----- Data for the task -----

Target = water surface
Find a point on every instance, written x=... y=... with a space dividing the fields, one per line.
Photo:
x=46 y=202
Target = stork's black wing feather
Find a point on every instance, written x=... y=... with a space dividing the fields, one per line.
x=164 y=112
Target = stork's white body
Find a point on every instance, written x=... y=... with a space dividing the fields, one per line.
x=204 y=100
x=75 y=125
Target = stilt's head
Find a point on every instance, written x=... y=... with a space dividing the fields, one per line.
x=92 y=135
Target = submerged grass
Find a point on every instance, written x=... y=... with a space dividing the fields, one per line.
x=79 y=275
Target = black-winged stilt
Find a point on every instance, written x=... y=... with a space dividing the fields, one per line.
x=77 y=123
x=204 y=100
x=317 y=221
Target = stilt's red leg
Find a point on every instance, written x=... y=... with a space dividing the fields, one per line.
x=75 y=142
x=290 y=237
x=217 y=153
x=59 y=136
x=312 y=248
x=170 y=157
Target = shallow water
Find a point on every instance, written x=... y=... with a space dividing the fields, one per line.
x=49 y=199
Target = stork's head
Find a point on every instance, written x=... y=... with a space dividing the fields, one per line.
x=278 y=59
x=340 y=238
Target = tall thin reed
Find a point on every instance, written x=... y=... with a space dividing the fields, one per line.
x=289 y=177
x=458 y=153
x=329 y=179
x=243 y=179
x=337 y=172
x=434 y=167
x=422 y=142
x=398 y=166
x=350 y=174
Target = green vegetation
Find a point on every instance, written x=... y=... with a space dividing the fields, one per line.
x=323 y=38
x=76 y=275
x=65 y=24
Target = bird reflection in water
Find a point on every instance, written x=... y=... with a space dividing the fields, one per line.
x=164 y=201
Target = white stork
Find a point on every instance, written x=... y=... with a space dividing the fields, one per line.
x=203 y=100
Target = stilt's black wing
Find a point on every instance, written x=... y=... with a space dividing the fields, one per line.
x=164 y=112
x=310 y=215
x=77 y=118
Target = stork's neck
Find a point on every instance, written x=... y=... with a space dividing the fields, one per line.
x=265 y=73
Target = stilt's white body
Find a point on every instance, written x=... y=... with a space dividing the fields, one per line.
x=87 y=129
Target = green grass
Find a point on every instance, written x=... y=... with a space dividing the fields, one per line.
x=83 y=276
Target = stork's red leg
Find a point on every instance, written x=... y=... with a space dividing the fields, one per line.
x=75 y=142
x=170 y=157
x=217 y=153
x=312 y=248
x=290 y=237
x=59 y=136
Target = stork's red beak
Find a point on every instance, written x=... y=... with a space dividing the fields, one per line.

-----

▶ _Short task_: Please copy all of the records above word for word, keeping every line.

▶ _Output for this task_:
Target = water surface
Find a point on every instance, written x=... y=... with a space dividing the fields, one per line.
Photo:
x=46 y=202
Target = stork's black wing feather
Find a point on every instance, written x=... y=... with a space dividing the fields, one per line.
x=164 y=112
Target = stork's white body
Find a point on every instance, written x=... y=... with a space dividing the fields, one per line.
x=204 y=100
x=75 y=125
Target = stilt's head
Find a point on every instance, written x=... y=... with a space dividing the fields, one per line.
x=92 y=135
Target = submerged grass
Find a point on every instance, written x=... y=... with a space dividing the fields, one per line.
x=79 y=275
Target = black-winged stilt
Find a point on every instance, written x=... y=... with a space dividing the fields, one per line.
x=77 y=123
x=204 y=100
x=317 y=221
Target = stilt's red leg
Find a point on every instance, written x=... y=... with a space dividing the fields, one per line.
x=75 y=142
x=290 y=237
x=217 y=153
x=59 y=136
x=312 y=248
x=170 y=157
Target = shallow water
Find a point on every instance, written x=... y=... with a space dividing the fields, one per line.
x=49 y=199
Target = stork's head
Find a point on every instance, written x=... y=... with a space dividing the fields, one per line.
x=278 y=59
x=340 y=238
Target = tall thin reed
Find a point on every instance, written x=... y=... with a space dividing the fields, one per line.
x=289 y=177
x=458 y=153
x=329 y=179
x=243 y=179
x=337 y=172
x=434 y=167
x=422 y=142
x=398 y=166
x=350 y=174
Target = green vegetation
Find a point on every instance, written x=... y=... with a space dividing the fields, one per line.
x=323 y=38
x=76 y=275
x=65 y=24
Target = bird reflection in water
Find a point on every instance, written x=... y=... with a space dividing the fields, one per line.
x=164 y=201
Target = white stork
Find a point on every instance, written x=... y=... with a space dividing the fields, one per line.
x=203 y=100
Target = stilt's black wing
Find a point on every instance, written x=... y=... with a space dividing the fields, one per line.
x=164 y=112
x=310 y=215
x=77 y=118
Target = stork's neck
Find a point on every instance, written x=... y=... with a space dividing the fields, one per line.
x=265 y=73
Target = stilt's white body
Find a point on every instance, written x=... y=... with a space dividing the fields, one per line.
x=87 y=129
Target = green grass
Find a point on every instance, written x=... y=... with a space dividing the fields, one per line.
x=83 y=276
Target = stork's red leg
Find a point on every instance, written x=... y=... with a space dividing the fields, one per line.
x=75 y=142
x=170 y=157
x=217 y=153
x=312 y=248
x=290 y=237
x=59 y=136
Target = stork's red beak
Find a point on every instance, written x=... y=... with a space dividing the fields, one per line.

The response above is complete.